Jawablah pertanyaan berikut berdasarkan kutipan tentang masa pendudukan Jepang:
1. Dengan sebutan apa masyarakat menamai masa pendudukan Jepang?
2. Apa nama polisi militer di daerah yang berada di bawah pemerintahan Angkatan Laut?
3. Mengapa perasaan dendam rakyat pada mulanya kebanyakan dipendam?

### KUTIPAN SUMBER
+++

Melihat kenyataan yang bertolak belakang dengan janji dan isi propaganda Jepang tersebut, maka tidaklah mengherankan apabila masyarakat menyebut masa pendudukan Jepang sebagai zaman merosot, berlawanan dengan masa kolonial Belanda yang disebutnya sebagai zaman normal. Tindakan sewenang-wenang yang diperlihatkan tentara Jepang secara perlahan-lahan mengikis kekaguman serta rasa hormat rakyat Indonesia kepada mereka dan mengubahnya menjadi dendam kesumat. Akan tetapi, pada mulanya perasaan tersebut kebanyakan dipendam karena ketakutan terhadap polisi militer Jepang. (Din Osman)

PENINDASAN DAN PERLAWANAN
* PENINDASAN
Alat utama Jepang untuk menjaga keamanan dan ketertiban di daerah yang dikuasainya adalah polisi militer yang disebut Kempeitai di wilayah kekuasaan Angkatan darat dan Tokkeitai di daerah yang berada di bawah pemerintahan Angkatan Laut. Sebenarnya, tanggung jawab terbesar dari polisi militer ini berkaitan pada pemeliharaan disiplin tentara, di mana mereka mendapatkan kewenangan dan kekuasaan yang amat besar.

+++

Butir dari sebuah dataset

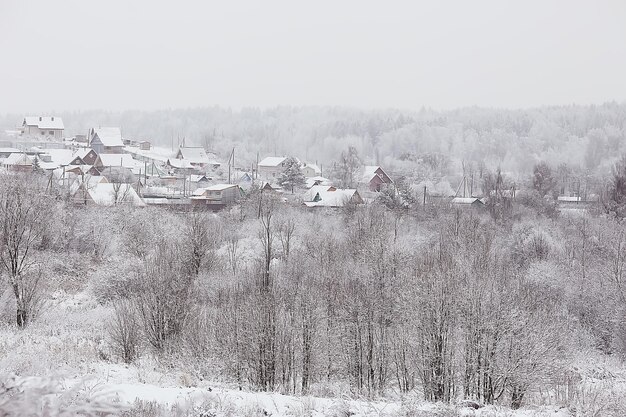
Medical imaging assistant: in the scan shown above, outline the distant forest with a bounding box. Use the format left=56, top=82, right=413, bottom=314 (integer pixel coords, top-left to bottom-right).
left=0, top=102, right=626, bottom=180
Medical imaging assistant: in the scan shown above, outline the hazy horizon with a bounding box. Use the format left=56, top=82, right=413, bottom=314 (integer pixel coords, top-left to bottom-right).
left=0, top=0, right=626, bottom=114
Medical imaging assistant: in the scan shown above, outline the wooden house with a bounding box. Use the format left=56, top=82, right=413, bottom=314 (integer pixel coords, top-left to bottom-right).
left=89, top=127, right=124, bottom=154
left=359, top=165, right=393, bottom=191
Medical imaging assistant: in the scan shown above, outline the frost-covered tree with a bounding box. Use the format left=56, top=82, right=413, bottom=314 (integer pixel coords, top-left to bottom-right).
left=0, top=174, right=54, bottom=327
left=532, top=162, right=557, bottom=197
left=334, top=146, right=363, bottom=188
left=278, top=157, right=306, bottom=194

+++

### HASIL TUGAS
1. Zaman merosot.
2. Tokkeitai.
3. Karena ketakutan terhadap polisi militer Jepang.